Saved entries —
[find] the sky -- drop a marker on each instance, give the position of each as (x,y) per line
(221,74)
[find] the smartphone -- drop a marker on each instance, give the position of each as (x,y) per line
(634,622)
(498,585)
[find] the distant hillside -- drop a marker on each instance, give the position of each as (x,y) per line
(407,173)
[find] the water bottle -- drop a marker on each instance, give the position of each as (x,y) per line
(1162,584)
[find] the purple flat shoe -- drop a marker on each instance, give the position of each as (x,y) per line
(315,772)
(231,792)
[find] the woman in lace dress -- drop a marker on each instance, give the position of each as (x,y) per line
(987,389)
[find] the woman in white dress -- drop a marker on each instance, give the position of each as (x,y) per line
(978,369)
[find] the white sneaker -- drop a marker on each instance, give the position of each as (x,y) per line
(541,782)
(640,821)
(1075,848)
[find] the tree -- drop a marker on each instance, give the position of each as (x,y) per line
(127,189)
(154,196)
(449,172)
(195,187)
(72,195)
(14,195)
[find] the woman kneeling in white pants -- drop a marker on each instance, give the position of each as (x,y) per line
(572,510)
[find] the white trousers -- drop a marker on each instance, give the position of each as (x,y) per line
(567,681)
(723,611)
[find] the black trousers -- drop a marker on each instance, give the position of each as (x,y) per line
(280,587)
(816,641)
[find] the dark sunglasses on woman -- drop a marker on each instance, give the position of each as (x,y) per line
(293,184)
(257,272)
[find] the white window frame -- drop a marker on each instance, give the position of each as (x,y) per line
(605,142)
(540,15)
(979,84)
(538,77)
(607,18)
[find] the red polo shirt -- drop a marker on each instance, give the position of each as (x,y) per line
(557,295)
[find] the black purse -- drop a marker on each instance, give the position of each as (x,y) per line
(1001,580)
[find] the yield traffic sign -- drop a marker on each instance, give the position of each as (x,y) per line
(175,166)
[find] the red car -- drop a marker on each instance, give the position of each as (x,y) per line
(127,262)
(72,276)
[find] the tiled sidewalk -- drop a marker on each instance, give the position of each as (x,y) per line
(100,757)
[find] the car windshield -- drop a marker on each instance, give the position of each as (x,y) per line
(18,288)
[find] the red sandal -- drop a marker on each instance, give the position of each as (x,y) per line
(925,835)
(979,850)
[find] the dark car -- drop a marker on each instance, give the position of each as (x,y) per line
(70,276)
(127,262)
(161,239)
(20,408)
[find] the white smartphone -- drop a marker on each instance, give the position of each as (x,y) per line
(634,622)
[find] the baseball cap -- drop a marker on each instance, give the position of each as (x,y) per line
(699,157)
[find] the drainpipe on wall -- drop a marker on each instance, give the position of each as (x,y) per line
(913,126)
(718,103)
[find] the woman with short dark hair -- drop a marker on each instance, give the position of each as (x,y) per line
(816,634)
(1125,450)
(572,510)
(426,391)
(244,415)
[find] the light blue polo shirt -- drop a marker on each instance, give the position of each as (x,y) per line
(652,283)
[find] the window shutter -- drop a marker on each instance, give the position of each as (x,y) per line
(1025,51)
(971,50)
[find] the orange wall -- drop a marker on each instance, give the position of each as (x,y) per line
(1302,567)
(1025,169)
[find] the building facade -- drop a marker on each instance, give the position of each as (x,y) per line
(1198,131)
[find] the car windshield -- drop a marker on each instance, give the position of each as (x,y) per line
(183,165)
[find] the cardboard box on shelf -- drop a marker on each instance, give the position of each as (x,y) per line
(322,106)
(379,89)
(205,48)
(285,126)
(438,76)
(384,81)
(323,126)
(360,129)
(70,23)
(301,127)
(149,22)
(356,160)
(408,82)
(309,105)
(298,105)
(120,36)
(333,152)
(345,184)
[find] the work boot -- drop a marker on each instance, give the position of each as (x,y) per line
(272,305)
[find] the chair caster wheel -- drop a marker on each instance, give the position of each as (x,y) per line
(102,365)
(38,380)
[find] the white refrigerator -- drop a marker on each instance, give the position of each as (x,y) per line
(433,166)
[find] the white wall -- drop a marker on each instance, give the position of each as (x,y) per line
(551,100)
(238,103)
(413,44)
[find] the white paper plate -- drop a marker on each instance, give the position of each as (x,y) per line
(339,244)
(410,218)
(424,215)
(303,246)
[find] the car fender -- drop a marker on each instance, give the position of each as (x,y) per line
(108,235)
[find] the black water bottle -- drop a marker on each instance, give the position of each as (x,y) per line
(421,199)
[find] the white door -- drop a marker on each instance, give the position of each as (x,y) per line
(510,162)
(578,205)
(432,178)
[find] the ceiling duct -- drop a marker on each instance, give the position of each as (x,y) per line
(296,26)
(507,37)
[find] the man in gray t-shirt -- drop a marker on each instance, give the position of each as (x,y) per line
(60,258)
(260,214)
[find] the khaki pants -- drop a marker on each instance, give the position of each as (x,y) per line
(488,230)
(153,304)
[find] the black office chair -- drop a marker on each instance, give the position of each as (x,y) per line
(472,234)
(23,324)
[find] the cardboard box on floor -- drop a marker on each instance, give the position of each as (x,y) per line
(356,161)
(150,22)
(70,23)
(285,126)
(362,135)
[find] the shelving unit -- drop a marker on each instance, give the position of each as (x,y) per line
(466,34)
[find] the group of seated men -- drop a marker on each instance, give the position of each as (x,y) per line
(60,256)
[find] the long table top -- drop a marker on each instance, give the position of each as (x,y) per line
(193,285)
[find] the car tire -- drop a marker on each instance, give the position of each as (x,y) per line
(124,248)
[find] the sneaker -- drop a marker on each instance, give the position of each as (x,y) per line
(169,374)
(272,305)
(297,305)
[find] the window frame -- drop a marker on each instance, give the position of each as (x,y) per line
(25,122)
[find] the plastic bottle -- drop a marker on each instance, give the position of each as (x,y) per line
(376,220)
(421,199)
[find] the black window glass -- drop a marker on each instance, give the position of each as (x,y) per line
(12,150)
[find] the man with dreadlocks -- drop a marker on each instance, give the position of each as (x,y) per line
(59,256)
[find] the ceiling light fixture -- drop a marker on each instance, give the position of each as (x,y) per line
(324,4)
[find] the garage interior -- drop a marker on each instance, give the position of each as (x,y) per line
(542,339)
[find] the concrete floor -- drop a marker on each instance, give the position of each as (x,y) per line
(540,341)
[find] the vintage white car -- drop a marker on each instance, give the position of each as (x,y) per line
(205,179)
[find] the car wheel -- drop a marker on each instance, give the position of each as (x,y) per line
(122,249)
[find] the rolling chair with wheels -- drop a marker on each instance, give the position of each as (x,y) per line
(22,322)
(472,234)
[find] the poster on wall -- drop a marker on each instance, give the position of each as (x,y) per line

What to produce — Your task is to transcribe the line containing "[find] the black office" and every line after it, through the last line of the data, exactly as written and with nothing more.

Written solution —
[find] the black office chair -- drop a marker on each instance, give the position of each as (x,y) per line
(472,234)
(23,324)
[find] the cardboard box on floor -- drop a marker on each instance, give the position of each as (x,y) per line
(356,161)
(150,22)
(70,23)
(285,126)
(362,135)
[find] the shelving unit -- drop a marker on each instance, give the position of each as (x,y) per line
(466,34)
[find] the group of seated men -- drop a marker on each instance, give the position of each as (x,y) per line
(60,256)
[find] the long table top -- drop a marker on each instance, give the position of each as (x,y) per line
(193,285)
[find] the car tire -- drop a marker on each instance, give the position of each as (x,y) per line
(124,248)
[find] the sneaker -- drop a marker on each instance, give the position of each as (x,y) per line
(169,374)
(272,305)
(297,305)
[find] the window frame -- drop a marker on each instance, give the position of each as (x,y) per line
(25,122)
[find] the plastic bottle -- drop a marker on each instance, give the position of each as (x,y) per line
(376,220)
(421,199)
[find] the black window glass -- drop a marker on each instance, give the position of each as (x,y) per line
(12,150)
[find] the man with dreadlocks -- drop a marker on each instance, give the position of each as (x,y) per line
(59,256)
[find] the ceiling light fixture -- drop a marker on each instance, give the position of each as (x,y) per line
(324,4)
[find] the garage interior -- drop a marker on each instance, give the position of each as (x,y) per line
(542,339)
[find] the concrete floor -- drop a marker on each instance, give the position of each as (x,y) per line
(540,341)
[find] the vintage white car -- drop a marker on each instance, give the position of each as (x,y) per line
(205,179)
[find] the car wheel -- drop a marker on each instance, give the position of each as (x,y) per line
(122,249)
[find] the rolling chair with wheels -- drop a marker on each instance, give the position of each as (x,y) per line
(22,322)
(472,234)
[find] the poster on wall -- drop a marker on each instance, give the position of each as (x,y) per line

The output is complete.